## WHAT THE EXERCISE ASKS
According to the report on the Long Neck Point Road property, how much did the Huffards pay for it?

## EXTRACT TO READ
◇ ◇ ◇ ◇

UPDATE: Jan. 1, 2016:

A view looking east on Long Island Sound from the 1.9 acres of now protected land at 203 Long Neck Point Road. (Photo taken by Shirley Nichols of the Darien Land Trust)

A view looking east on Long Island Sound from the 1.9 acres of now protected land at 203 Long Neck Point Road. The Darien Land Trust expects it to be mowed seldom, if at all. (Photo taken by Shirley Nichols of the Darien Land Trust)

Preventing intense development on the 4.8-acre property at 203 Long Neck Point Road was a major reason Darienites Paul “Flip” Huffard IV and his wife, Kimberly, bought the property earlier this month, said Shirley Nichols, executive director of the Darien Land Trust.

Neighbors and others who were concerned about preserving open space on Long Neck Point peninsula “were hoping to garner support to purchase the whole place,” particularly after a subdivision into four lots was approved by the town, Nichols said. The entire property was put on the market, and in May 2015 various people concerned about preserving the land met to discuss buying even part of it, but “deals kept falling through.”

Finally, the Huffards came forward and bought it in a transaction that took place Dec. 7 for $11,416,667, according to land records in the Town Clerk’s Office. “He [Paul Huffard] was just getting frustrated that all the other deals were falling through.”

Huffard could not be reached for comment Thursday.

◇ ◇ ◇ ◇

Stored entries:
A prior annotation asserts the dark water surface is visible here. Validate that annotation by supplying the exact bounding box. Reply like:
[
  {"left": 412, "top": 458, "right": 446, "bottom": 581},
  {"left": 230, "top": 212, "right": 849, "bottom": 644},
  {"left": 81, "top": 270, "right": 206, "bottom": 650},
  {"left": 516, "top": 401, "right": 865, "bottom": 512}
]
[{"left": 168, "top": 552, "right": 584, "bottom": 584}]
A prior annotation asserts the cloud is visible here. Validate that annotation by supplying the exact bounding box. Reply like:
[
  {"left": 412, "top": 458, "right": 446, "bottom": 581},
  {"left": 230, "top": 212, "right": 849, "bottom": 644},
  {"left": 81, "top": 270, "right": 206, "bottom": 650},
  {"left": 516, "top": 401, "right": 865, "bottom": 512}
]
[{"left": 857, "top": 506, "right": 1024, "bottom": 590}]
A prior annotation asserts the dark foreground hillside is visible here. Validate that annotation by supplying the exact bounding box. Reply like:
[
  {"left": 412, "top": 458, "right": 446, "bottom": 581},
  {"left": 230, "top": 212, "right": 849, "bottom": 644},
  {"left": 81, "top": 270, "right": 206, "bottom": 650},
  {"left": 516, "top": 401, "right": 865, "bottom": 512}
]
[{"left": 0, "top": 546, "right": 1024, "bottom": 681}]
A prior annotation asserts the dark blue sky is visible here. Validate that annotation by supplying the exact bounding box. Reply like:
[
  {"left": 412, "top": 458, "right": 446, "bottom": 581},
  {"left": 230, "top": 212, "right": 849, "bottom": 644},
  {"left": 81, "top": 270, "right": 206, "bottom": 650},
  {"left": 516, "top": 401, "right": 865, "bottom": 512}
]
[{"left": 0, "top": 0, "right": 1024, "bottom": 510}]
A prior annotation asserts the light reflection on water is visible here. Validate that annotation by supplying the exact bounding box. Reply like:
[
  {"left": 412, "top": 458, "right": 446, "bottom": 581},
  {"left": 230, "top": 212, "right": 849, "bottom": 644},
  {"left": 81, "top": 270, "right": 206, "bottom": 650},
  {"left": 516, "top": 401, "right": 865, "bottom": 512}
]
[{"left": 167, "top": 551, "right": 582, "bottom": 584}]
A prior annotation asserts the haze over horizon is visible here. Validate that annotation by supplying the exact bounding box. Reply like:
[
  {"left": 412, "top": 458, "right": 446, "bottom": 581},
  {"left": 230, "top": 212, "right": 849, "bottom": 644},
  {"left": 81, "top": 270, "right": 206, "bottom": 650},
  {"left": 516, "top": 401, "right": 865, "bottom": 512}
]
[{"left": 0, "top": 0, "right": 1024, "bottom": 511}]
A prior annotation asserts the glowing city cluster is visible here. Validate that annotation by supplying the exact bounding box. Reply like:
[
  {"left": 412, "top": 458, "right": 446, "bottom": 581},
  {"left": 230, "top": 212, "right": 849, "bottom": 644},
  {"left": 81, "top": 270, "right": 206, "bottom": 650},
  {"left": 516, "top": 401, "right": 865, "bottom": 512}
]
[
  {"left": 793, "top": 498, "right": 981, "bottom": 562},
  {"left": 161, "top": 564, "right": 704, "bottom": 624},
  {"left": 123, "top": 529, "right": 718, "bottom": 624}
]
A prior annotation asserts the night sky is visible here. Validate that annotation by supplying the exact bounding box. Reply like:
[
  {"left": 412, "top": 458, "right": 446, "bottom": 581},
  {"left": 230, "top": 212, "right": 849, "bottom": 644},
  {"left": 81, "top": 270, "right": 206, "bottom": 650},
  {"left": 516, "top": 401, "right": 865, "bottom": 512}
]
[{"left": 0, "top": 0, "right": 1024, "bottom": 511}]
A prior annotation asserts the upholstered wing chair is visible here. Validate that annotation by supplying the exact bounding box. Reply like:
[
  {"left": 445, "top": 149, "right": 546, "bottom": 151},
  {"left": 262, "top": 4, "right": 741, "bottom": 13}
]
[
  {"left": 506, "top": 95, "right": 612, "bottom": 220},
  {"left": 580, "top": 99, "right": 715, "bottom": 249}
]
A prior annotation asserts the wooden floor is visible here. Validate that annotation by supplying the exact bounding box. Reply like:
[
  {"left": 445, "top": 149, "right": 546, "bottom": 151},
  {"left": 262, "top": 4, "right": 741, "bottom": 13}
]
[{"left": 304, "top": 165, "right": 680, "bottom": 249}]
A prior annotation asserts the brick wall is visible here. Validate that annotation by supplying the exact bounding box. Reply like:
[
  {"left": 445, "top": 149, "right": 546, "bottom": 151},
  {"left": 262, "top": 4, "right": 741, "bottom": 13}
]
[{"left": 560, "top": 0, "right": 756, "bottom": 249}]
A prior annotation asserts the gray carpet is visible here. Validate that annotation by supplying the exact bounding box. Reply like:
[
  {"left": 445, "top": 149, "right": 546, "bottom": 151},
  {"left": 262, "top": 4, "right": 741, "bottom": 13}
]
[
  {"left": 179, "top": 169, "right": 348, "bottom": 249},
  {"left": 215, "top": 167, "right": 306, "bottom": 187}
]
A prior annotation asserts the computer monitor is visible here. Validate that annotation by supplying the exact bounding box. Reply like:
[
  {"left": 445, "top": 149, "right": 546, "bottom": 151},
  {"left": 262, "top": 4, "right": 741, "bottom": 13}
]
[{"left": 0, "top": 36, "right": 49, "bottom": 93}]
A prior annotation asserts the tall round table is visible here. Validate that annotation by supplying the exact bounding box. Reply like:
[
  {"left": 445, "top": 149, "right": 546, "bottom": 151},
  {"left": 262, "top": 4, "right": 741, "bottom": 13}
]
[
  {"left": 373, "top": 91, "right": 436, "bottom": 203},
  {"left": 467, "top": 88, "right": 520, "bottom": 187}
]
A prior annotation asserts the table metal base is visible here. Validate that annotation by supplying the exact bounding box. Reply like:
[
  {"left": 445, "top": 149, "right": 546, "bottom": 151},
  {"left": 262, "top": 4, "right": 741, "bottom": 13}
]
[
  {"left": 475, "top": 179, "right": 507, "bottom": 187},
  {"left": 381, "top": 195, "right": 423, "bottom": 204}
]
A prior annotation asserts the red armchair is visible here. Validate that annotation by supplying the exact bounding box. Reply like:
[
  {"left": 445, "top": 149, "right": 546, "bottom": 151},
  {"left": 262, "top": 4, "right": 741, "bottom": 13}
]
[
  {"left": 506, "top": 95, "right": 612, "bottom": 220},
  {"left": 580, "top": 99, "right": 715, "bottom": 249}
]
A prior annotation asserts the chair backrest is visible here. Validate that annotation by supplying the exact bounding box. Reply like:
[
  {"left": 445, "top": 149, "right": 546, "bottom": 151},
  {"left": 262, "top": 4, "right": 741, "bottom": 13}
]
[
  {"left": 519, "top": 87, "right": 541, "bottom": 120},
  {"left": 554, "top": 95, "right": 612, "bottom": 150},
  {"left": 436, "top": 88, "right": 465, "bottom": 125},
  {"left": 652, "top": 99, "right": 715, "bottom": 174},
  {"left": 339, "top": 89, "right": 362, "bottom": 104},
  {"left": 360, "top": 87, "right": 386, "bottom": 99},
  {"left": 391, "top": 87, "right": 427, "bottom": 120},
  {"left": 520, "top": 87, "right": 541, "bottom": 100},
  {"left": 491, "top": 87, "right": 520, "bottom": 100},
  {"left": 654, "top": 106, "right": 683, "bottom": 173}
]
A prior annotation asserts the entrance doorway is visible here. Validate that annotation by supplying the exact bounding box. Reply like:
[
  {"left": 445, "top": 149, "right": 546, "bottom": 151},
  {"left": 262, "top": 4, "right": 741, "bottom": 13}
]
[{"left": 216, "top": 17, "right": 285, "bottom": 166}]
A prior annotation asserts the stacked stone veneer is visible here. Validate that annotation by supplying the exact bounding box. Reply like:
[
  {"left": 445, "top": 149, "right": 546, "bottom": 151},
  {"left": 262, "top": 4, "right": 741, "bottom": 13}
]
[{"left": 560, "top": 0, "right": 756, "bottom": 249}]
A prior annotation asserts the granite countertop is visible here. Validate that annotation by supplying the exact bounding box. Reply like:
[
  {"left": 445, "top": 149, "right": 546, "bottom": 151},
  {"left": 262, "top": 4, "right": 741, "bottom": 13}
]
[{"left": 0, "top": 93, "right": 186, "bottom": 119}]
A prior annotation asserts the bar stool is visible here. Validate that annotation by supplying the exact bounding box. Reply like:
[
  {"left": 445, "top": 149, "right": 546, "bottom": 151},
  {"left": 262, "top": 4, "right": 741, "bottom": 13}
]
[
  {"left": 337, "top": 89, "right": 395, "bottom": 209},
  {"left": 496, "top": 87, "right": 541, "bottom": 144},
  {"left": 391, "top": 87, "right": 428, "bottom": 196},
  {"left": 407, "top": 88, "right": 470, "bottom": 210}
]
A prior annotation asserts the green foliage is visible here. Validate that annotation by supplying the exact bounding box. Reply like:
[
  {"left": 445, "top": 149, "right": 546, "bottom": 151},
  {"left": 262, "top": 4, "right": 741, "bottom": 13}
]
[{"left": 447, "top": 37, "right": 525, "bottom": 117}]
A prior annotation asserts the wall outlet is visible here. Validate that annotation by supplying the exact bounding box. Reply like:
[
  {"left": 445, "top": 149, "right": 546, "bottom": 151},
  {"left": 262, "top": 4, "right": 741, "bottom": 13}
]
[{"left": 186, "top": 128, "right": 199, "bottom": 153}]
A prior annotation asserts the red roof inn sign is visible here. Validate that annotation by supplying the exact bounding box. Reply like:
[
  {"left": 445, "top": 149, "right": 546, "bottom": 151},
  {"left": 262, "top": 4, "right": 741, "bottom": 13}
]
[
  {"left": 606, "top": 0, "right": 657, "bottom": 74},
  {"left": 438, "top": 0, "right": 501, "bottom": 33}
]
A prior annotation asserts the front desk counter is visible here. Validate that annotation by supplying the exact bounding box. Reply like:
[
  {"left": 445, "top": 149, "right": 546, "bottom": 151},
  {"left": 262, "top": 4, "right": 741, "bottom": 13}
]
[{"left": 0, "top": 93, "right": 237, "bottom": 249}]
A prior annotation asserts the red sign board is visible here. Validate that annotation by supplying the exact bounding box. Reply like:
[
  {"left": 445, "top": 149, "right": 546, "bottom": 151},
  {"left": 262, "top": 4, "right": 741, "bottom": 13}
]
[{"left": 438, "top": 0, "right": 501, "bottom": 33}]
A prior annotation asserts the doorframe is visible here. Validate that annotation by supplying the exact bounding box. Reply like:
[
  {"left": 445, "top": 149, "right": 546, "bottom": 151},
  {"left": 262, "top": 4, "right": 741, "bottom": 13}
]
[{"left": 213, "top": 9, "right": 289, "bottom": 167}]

◇ ◇ ◇ ◇

## RESPONSE TO THE TASK
$11,416,667